Can you copy out every line of the records below, word for word?
☆ ☆ ☆ ☆
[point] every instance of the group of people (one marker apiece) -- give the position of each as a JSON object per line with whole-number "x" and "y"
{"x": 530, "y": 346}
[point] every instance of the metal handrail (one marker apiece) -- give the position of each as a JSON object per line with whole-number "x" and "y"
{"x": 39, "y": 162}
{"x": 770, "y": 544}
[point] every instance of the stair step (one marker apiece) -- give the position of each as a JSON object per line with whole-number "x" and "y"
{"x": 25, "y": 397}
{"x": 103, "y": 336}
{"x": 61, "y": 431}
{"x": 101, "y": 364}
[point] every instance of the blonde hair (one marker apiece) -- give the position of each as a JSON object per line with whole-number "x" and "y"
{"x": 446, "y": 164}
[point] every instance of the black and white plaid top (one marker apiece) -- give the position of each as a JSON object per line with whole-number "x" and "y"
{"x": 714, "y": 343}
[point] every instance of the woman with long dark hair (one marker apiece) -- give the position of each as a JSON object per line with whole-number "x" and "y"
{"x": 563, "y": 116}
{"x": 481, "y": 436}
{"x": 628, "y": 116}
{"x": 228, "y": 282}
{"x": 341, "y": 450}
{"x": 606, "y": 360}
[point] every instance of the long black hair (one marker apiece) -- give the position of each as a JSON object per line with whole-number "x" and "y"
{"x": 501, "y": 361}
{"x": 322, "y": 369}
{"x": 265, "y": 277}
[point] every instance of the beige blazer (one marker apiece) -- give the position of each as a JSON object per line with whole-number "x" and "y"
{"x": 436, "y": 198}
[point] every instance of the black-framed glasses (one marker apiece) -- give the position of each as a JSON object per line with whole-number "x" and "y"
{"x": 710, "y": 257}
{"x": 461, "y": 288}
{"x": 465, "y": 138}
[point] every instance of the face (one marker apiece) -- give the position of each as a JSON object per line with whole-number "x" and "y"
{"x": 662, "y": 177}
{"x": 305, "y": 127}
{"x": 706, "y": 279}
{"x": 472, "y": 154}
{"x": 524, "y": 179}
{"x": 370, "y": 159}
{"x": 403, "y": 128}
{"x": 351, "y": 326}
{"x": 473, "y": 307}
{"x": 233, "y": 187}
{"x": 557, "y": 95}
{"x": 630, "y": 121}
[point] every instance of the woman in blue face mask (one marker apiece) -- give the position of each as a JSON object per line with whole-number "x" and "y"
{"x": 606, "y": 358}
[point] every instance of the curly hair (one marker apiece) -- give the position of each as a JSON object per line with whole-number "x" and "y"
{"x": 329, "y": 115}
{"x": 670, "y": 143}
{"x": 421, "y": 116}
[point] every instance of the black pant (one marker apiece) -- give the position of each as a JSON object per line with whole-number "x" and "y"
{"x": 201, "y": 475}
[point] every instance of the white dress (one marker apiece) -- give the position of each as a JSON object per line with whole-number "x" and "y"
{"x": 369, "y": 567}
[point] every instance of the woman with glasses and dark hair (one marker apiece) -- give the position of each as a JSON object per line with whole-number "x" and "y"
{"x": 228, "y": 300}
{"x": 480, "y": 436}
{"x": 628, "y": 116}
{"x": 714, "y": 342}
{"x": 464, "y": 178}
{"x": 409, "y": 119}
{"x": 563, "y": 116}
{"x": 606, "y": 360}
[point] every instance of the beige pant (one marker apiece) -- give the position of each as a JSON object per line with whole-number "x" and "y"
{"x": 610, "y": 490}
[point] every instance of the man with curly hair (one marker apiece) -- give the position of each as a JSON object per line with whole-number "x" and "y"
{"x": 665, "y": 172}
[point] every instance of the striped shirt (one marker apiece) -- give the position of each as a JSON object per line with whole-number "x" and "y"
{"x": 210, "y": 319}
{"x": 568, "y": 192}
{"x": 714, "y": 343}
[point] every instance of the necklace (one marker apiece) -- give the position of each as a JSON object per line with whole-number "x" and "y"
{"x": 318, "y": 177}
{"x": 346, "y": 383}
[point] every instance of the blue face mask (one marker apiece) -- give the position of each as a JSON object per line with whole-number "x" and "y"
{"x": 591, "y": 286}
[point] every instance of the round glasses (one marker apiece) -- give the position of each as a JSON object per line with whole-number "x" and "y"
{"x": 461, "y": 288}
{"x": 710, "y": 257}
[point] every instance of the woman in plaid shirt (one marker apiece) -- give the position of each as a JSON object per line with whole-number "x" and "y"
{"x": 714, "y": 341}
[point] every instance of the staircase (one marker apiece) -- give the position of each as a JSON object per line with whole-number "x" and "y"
☆ ☆ ☆ ☆
WRITTEN RESPONSE
[point] every instance of the group of people (one marker apiece) -- give the position of each as a JSON object per line with whole-number "x" and "y"
{"x": 530, "y": 346}
[point] every instance of the metal handrail (one marker apiece) -- give the position of each as a JSON object per line with whole-number "x" and "y"
{"x": 39, "y": 162}
{"x": 770, "y": 544}
[point] every instance of the stair step (one marker apiece) -- give the position of each as a JSON object per line with whole-number "x" and "y"
{"x": 25, "y": 397}
{"x": 103, "y": 336}
{"x": 61, "y": 431}
{"x": 101, "y": 364}
[point] every instance of the blonde hair (one marker apiece) -- give the position of each as a JSON object per line with whole-number "x" and "y"
{"x": 446, "y": 164}
[point] every instance of the black and white plaid top (one marker apiece) -- give the position of each as a JSON object per line with whole-number "x" and "y"
{"x": 714, "y": 343}
[point] every instance of the woman with long dark hair (one marker apiece) -- give the position of each as a JSON object per line with whole-number "x" and "y"
{"x": 563, "y": 116}
{"x": 481, "y": 436}
{"x": 628, "y": 116}
{"x": 228, "y": 282}
{"x": 341, "y": 450}
{"x": 606, "y": 360}
[point] every instance of the long black hair (one marker apiece) -- give the position of each as a JSON object per line with whole-number "x" and "y"
{"x": 501, "y": 361}
{"x": 322, "y": 369}
{"x": 265, "y": 277}
[point] every instance of the beige blazer (one marker apiece) -- give the position of each as a JSON object per line with whole-number "x" and "y"
{"x": 436, "y": 198}
[point] every instance of the black-framed glasses (one marker apiece) -- give the position of each as a JSON object per line with whole-number "x" and "y"
{"x": 710, "y": 257}
{"x": 461, "y": 288}
{"x": 465, "y": 138}
[point] every instance of the face (one marker apiece) -- give the position of each as a JSON object per line with whole-number "x" and "y"
{"x": 662, "y": 177}
{"x": 305, "y": 127}
{"x": 706, "y": 279}
{"x": 472, "y": 154}
{"x": 524, "y": 179}
{"x": 370, "y": 159}
{"x": 403, "y": 128}
{"x": 351, "y": 326}
{"x": 473, "y": 307}
{"x": 233, "y": 187}
{"x": 557, "y": 95}
{"x": 630, "y": 121}
[point] every instance of the woman in blue face mask (one marker apiece) -- give the position of each as a JSON object per line with whole-number "x" and "y"
{"x": 606, "y": 358}
[point] every instance of the curly hair (one marker apiece) -- give the position of each as a JSON object per line with whole-number "x" and "y"
{"x": 329, "y": 115}
{"x": 670, "y": 143}
{"x": 421, "y": 116}
[point] every instance of the black pant (one marker apiece) -- give the position of each as a JSON object per line with whole-number "x" and "y"
{"x": 201, "y": 475}
[point] every instance of the white dress (one marker apiece) -- give the position of each as a JSON object per line with whole-number "x" and "y"
{"x": 369, "y": 567}
[point] every instance of the woman with glasses and dark hair (one marker apiece) -- give the position of each as a JSON object per line with whole-number "x" and "y"
{"x": 228, "y": 300}
{"x": 480, "y": 436}
{"x": 628, "y": 116}
{"x": 714, "y": 342}
{"x": 464, "y": 178}
{"x": 409, "y": 119}
{"x": 563, "y": 116}
{"x": 606, "y": 360}
[point] every instance of the beige pant (one marker apiece) -- give the position of each as a JSON object per line with whole-number "x" and "y"
{"x": 610, "y": 490}
[point] every instance of the man with curly hair (one marker apiece) -- give the position of each as a JSON object per line with whole-number "x" and "y"
{"x": 665, "y": 172}
[point] every instance of the striped shirt (one marker apiece) -- give the position of each as a JSON object per line with whole-number "x" and "y"
{"x": 210, "y": 319}
{"x": 568, "y": 192}
{"x": 714, "y": 343}
[point] every instance of the necklace (one marker apiece) -- give the position of each as a JSON object per line with whole-number "x" and "y"
{"x": 318, "y": 177}
{"x": 346, "y": 383}
[point] every instance of the blue face mask (one marker apiece) -- give the position of each as a JSON object per line with whole-number "x" and "y"
{"x": 591, "y": 286}
[point] every instance of the round glasses (one marker apiece) -- give the position of each as a JSON object per line with whole-number "x" and "y"
{"x": 461, "y": 288}
{"x": 710, "y": 257}
[point] every instance of the woman in plaid shirt (one marker apiece) -- give the position of each as a JSON object per line with whole-number "x" and "y"
{"x": 714, "y": 341}
[point] every instance of the staircase (one marker apiece) -- give the position of each as a JSON object per line with whole-number "x" and "y"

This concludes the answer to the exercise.